Exercise aim. Among the records below, find each line bearing the word "before" and copy it.

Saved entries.
╔══
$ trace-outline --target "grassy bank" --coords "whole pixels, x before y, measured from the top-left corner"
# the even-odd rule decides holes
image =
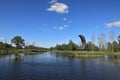
[[[41,49],[6,49],[6,50],[0,50],[0,55],[16,54],[16,53],[35,54],[46,51],[47,50],[41,50]]]
[[[54,51],[54,52],[62,52],[65,55],[73,56],[73,57],[103,57],[106,55],[101,51]]]
[[[108,56],[120,56],[120,52],[117,53],[108,53],[102,51],[54,51],[54,52],[62,52],[65,55],[73,56],[73,57],[104,57]]]

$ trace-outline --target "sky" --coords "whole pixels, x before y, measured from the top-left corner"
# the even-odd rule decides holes
[[[51,47],[111,31],[120,34],[120,0],[0,0],[3,42],[19,35],[26,44]]]

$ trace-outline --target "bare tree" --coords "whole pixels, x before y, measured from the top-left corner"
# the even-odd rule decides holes
[[[113,41],[115,40],[115,32],[114,31],[109,32],[109,40],[110,40],[110,43],[113,43]],[[113,44],[112,44],[111,51],[113,52]]]
[[[102,51],[102,41],[101,41],[101,36],[98,36],[98,47],[100,51]]]
[[[100,51],[106,49],[106,47],[107,47],[107,44],[106,44],[106,35],[104,33],[102,33],[102,34],[100,34],[98,36],[98,45],[99,45]]]
[[[95,44],[95,36],[94,35],[91,37],[91,42],[92,42],[92,51],[94,51],[94,44]]]

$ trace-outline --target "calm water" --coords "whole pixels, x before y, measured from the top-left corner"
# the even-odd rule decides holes
[[[114,59],[73,58],[62,53],[0,57],[0,80],[120,80]]]

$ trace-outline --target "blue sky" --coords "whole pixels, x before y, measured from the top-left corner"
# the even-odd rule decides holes
[[[0,41],[51,47],[110,31],[120,34],[120,0],[0,0]]]

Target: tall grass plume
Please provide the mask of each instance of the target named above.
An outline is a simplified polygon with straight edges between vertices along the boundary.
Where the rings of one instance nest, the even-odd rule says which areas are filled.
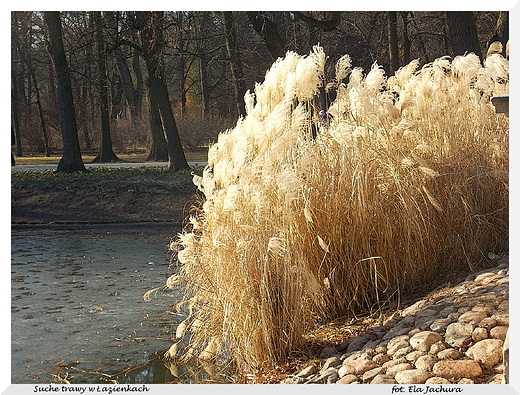
[[[508,119],[490,104],[508,61],[412,61],[386,77],[344,56],[324,123],[325,58],[276,61],[194,177],[204,199],[174,246],[181,358],[274,364],[319,322],[508,248]]]

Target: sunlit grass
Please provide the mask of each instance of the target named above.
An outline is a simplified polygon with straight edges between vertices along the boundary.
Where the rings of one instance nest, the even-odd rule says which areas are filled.
[[[181,359],[273,365],[320,322],[508,248],[509,124],[489,100],[508,92],[508,61],[414,61],[385,78],[345,56],[330,126],[313,99],[324,62],[320,48],[275,62],[194,178],[205,200],[167,284],[186,285]]]

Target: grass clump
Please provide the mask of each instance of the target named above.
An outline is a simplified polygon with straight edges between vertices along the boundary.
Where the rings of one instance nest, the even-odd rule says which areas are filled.
[[[329,125],[314,104],[324,63],[319,47],[277,60],[194,177],[205,198],[171,281],[186,283],[184,359],[274,364],[319,322],[508,248],[508,119],[489,100],[508,92],[508,61],[413,61],[386,78],[345,55]]]

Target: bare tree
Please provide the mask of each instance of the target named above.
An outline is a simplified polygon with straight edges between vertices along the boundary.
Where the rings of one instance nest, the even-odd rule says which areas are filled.
[[[480,43],[472,11],[447,11],[452,56],[473,52],[481,57]]]
[[[52,56],[58,81],[58,102],[60,107],[61,135],[63,138],[63,156],[58,163],[58,172],[86,171],[81,158],[78,142],[76,112],[70,85],[70,71],[65,57],[59,11],[43,13],[49,32],[48,50]]]
[[[161,115],[168,150],[168,170],[177,171],[189,168],[164,78],[163,12],[138,11],[136,12],[136,22],[141,33],[142,55],[148,69],[150,95],[154,95]]]

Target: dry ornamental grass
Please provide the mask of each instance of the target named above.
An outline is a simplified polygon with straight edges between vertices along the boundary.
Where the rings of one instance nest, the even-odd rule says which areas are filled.
[[[386,78],[345,55],[323,122],[325,58],[277,60],[194,177],[205,198],[168,284],[186,285],[181,360],[274,364],[319,322],[508,248],[508,119],[490,104],[508,61],[412,61]]]

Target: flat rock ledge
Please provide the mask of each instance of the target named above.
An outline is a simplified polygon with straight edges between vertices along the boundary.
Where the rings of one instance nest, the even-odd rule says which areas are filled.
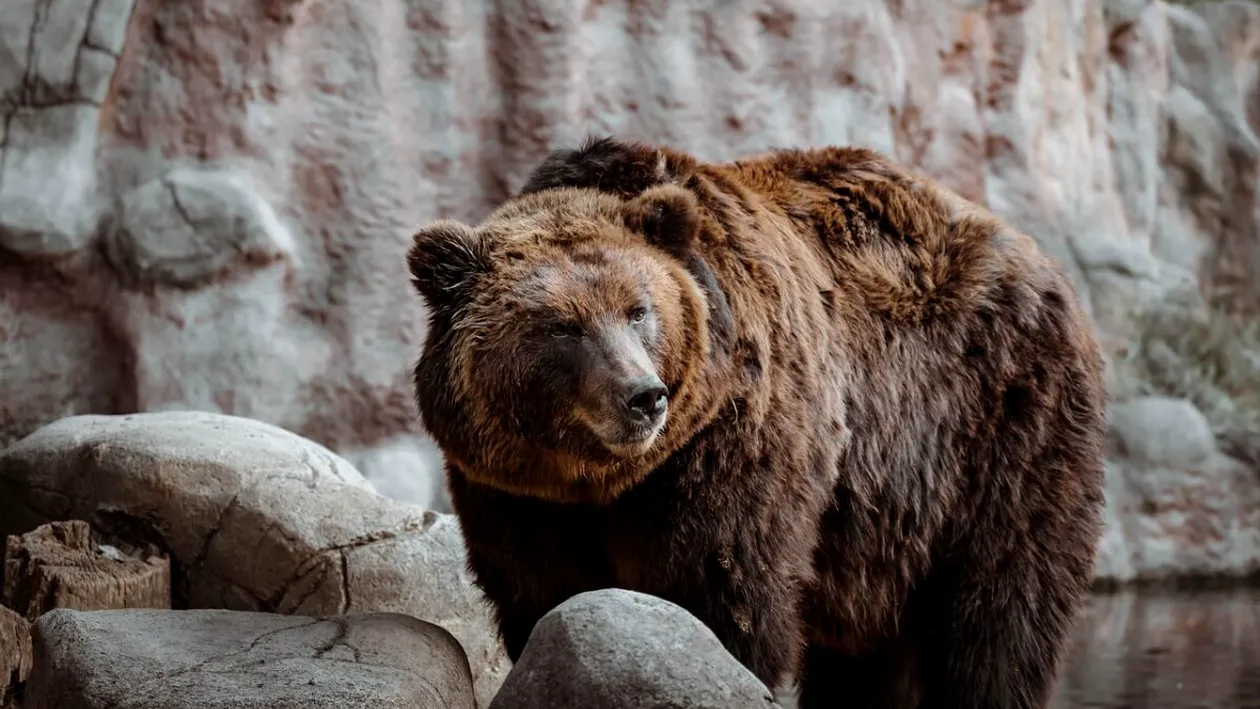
╚══
Task result.
$ trace-outline --target "grassy bank" --coords "whole pixels, x before y, measured from the top-left corner"
$ trace-outline --target "sky" --coords "whole pixels, x before y, measured from the top-left corner"
$ trace-outline --target "bare tree" --coords "whole pixels, x before y, measured from the top-left corner"
$ trace-outline --target "calm water" --coords "whole pixels, x before y, measured from the top-left corner"
$ trace-outline --target "blue sky" --coords "whole pixels, x before y, measured from the top-left corner"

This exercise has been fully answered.